_ARTICLE_.
========================================================================
En quoi consiste cette taxe ?
Donnons-lui d’abord un nom. Techniquement, il s’agit d’une taxation des transactions financières (TTF). Symboliquement, militants et activistes l’appellent la taxe Robin des Bois : celui qui prend aux riches pour donner aux pauvres ! Cette taxe consiste en un prélèvement sur les transactions financières : l’achat ou la vente d’actions et d’obligations, l’achat et la vente de produits dérivés (contrats financiers complexes), l’achat et la vente de devises (les monnaies). Il s’agit tout simplement d’une taxe sur la spéculation.

Comment fonctionne cette taxe ?

Cette taxe (TTF) fonctionne de la même manière qu’une taxe foncière. Lorsqu’on achète une maison, on doit détenir un titre de propriété correspondant à cette maison. Dans chaque pays, les autorités assurent la tenue d’un registre des titres de propriété foncière : le cadastre. Il indique l’emplacement précis de la propriété et le nom de son propriétaire. C’est ce registre qui fait foi : si le registre dit que X est propriétaire, alors le droit reconnaît X comme propriétaire titulaire du bien. Cela permet que deux personnes ne puissent pas se retrouver propriétaires d’un même bien. Avec le cadastre, il ne peut y avoir qu’un seul propriétaire, et on peut toujours savoir qui est titulaire du bien. Les titres financiers obéissent aux mêmes règles : il existe un registre central des titres, qui liste à qui appartient chaque titre. Revenons à la taxe foncière. A l’heure actuelle, en France, lorsqu’on veut changer le nom du propriétaire d’un bien tel qu’inscrit au cadastre, on doit payer divers frais liés au coût technique de la procédure, mais aussi payer une taxe de 5 %, prélevée par le Trésor Public français. Le principe est le même ailleurs. Le changement de propriétaire n’est pas valide tant que cette taxe foncière n’a pas été payée : si on ne paye pas la taxe, on n’est pas propriétaire. Rien de tel quand les opérateurs financiers achètent un titre financier et demandent à changer le nom du propriétaire sur le registre des titres, on ne leur fait payer que le coût technique de la procédure sans leur demander la moindre taxe. La TTF ou taxe Robin des Bois se contente de mettre fin à ce déséquilibre.

Combien cette taxe rapporterait-elle ?
========================================================================
_DONNÉES ENREGISTRÉES_.
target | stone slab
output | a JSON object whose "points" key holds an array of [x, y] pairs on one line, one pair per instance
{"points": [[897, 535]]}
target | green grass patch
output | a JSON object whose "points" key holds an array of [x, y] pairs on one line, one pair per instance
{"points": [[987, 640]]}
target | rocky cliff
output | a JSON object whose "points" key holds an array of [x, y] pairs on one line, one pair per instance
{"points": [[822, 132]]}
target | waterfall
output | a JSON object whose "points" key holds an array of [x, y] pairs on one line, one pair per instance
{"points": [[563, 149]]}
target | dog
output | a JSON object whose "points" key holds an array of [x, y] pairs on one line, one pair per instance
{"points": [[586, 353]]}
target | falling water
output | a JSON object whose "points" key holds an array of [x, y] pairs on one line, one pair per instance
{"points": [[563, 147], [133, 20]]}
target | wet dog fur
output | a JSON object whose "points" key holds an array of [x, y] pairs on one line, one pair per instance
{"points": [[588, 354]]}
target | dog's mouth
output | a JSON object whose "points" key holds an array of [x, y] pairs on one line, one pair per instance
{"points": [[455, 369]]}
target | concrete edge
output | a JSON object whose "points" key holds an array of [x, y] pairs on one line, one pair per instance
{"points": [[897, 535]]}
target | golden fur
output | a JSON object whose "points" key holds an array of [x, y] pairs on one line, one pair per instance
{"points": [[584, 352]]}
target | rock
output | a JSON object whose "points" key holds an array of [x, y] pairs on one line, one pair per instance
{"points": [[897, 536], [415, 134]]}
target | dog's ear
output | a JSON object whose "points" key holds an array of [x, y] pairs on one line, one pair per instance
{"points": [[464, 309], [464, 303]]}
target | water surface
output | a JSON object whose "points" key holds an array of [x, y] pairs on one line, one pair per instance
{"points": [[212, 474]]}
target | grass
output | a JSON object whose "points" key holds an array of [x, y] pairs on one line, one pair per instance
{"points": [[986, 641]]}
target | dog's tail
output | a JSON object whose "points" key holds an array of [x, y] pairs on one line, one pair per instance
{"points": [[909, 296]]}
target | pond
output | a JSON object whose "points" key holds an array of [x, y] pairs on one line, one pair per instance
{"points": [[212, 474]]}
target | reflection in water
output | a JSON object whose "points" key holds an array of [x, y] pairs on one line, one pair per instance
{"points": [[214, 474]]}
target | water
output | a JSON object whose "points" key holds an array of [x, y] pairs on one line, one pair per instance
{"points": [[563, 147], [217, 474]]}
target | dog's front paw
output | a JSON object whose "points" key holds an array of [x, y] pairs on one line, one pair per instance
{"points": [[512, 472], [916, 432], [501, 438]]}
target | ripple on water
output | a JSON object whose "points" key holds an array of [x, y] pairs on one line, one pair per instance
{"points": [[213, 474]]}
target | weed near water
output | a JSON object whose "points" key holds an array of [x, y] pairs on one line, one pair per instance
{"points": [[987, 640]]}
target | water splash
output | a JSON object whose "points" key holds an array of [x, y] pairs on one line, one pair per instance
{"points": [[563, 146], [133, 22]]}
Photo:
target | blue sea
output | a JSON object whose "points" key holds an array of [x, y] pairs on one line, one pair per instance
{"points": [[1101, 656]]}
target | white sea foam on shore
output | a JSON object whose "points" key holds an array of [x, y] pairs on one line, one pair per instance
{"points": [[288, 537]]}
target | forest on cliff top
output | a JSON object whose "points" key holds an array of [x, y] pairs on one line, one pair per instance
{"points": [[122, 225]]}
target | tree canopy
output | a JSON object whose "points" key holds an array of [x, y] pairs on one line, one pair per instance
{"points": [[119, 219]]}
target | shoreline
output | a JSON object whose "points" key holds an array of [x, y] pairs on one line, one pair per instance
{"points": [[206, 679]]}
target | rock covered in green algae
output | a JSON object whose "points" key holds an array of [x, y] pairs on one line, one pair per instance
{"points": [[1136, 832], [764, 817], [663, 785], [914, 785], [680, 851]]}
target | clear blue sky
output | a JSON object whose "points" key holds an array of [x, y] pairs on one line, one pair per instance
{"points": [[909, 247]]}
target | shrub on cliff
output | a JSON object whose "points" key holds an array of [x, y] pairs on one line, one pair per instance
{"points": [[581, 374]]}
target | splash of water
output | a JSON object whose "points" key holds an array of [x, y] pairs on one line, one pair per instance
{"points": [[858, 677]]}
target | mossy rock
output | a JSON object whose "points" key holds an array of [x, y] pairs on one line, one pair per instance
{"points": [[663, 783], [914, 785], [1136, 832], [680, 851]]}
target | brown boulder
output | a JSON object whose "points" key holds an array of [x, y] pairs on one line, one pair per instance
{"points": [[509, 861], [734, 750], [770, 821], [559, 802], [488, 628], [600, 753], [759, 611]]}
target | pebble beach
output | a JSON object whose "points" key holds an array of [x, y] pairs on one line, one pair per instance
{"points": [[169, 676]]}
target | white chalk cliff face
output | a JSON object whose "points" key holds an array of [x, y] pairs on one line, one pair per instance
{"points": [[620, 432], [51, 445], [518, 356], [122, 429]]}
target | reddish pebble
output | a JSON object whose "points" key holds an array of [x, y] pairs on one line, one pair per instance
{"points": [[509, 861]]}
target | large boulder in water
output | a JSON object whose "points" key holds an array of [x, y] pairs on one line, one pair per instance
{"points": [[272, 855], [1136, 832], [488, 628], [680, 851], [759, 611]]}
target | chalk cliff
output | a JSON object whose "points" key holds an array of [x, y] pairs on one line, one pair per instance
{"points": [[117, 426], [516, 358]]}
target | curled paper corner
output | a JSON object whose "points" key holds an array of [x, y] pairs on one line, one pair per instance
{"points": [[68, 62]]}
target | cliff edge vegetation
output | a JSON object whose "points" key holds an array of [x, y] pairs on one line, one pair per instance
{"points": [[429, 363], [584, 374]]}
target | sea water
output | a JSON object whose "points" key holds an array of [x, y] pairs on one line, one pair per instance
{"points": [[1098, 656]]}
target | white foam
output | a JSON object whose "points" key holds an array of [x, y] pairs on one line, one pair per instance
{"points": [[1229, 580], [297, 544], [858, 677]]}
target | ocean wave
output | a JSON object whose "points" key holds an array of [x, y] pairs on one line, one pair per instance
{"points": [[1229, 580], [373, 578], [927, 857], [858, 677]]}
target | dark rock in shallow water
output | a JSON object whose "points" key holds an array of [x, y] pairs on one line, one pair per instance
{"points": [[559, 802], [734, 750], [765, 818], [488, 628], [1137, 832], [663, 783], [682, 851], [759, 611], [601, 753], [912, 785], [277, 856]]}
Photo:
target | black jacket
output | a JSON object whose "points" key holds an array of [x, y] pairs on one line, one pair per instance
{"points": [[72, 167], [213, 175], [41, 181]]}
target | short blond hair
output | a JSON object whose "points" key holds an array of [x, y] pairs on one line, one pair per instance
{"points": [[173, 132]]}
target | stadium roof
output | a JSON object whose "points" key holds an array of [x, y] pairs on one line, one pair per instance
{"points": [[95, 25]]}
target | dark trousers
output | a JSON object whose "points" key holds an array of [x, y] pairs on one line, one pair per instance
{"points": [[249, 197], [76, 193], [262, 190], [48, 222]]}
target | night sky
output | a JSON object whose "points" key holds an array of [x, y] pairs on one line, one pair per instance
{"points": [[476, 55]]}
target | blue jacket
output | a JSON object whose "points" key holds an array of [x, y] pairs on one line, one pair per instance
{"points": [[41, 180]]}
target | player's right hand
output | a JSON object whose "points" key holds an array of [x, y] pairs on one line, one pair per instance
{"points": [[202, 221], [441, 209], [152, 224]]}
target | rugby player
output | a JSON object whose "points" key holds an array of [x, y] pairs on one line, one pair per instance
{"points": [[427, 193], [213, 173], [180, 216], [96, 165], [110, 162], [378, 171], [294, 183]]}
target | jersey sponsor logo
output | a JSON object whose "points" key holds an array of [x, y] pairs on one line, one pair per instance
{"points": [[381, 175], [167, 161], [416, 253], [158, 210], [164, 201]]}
========================================================================
_CONSIGNE_. Recopiez le passage de l'article en partant de "Donnons-lui d’abord un" et en allant jusqu'à "fonctionne cette taxe ?", en changeant "spéculation" en "spéculation financière".

_RÉPONSE_.
Donnons-lui d’abord un nom. Techniquement, il s’agit d’une taxation des transactions financières (TTF). Symboliquement, militants et activistes l’appellent la taxe Robin des Bois : celui qui prend aux riches pour donner aux pauvres ! Cette taxe consiste en un prélèvement sur les transactions financières : l’achat ou la vente d’actions et d’obligations, l’achat et la vente de produits dérivés (contrats financiers complexes), l’achat et la vente de devises (les monnaies). Il s’agit tout simplement d’une taxe sur la spéculation financière.

Comment fonctionne cette taxe ?